Problem to work on. Each of the records that follow needs an exact reproduction.

── Extracted information

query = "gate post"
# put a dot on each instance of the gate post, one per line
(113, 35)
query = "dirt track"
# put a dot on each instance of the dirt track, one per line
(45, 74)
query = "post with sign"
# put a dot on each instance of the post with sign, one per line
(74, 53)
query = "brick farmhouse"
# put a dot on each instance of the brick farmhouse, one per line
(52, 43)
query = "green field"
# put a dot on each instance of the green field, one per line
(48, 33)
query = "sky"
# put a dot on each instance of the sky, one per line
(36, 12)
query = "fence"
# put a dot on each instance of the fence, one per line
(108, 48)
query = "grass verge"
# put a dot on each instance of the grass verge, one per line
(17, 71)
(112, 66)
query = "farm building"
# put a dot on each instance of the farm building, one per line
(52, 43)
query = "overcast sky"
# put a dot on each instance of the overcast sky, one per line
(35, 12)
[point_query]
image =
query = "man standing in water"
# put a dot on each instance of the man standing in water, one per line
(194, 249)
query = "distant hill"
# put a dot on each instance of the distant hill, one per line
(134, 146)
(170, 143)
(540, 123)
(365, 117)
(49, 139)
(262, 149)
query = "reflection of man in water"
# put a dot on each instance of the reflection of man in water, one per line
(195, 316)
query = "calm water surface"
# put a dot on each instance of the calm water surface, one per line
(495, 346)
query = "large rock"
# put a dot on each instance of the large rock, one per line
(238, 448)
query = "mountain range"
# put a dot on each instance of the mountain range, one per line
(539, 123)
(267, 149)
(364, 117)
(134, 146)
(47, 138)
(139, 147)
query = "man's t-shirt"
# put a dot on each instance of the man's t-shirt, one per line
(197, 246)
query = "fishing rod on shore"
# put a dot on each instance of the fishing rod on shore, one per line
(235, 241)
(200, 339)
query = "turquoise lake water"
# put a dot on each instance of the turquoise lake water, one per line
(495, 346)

────

Result.
query = "gate post"
# put a dot on each instance of the gate post, one per line
(113, 35)
query = "dirt track"
# put a dot on each instance of the dirt track, one per line
(45, 74)
query = "post with sign"
# put a dot on each instance of the post with sign, one per line
(74, 53)
query = "brick farmhouse"
# put a dot on each instance of the brick farmhouse, one per line
(52, 43)
query = "green field"
# put a dot on each instance of the green field, one per line
(48, 33)
query = "sky"
# put a dot on each instance of the sky, one per line
(36, 12)
query = "fence"
# put a dot on each instance of the fence, one per line
(108, 48)
query = "grass verge"
# put a dot on each instance of the grass verge, one per line
(17, 71)
(112, 66)
query = "farm building"
# put a dot on each instance of the farm building, one per line
(52, 43)
query = "overcast sky"
# put a dot on each instance of the overcast sky, one per line
(35, 12)
[point_query]
image =
query = "man standing in water"
# put a dot on each instance of the man standing in water, one per line
(194, 249)
query = "distant hill"
# put a dot on each instance of the distant hill, one per line
(134, 146)
(170, 143)
(540, 123)
(365, 117)
(49, 139)
(262, 149)
query = "reflection of man in water"
# put a dot on each instance of the reflection of man in water, one per line
(195, 316)
query = "calm water surface"
# put a dot on each instance of the calm water surface, one per line
(495, 346)
query = "large rock"
# put a dot on each instance of the large rock, one per line
(238, 448)
query = "mountain range"
# put a dot on each instance of the mountain range, one per line
(539, 123)
(267, 149)
(364, 117)
(134, 146)
(47, 138)
(139, 147)
query = "man's t-shirt"
# put a dot on each instance of the man's t-shirt, one per line
(197, 246)
query = "fishing rod on shore"
# put a dot on each instance of the fishing rod on shore, one per line
(235, 241)
(200, 339)
query = "turquoise lake water"
# put a dot on each instance of the turquoise lake water, one per line
(495, 346)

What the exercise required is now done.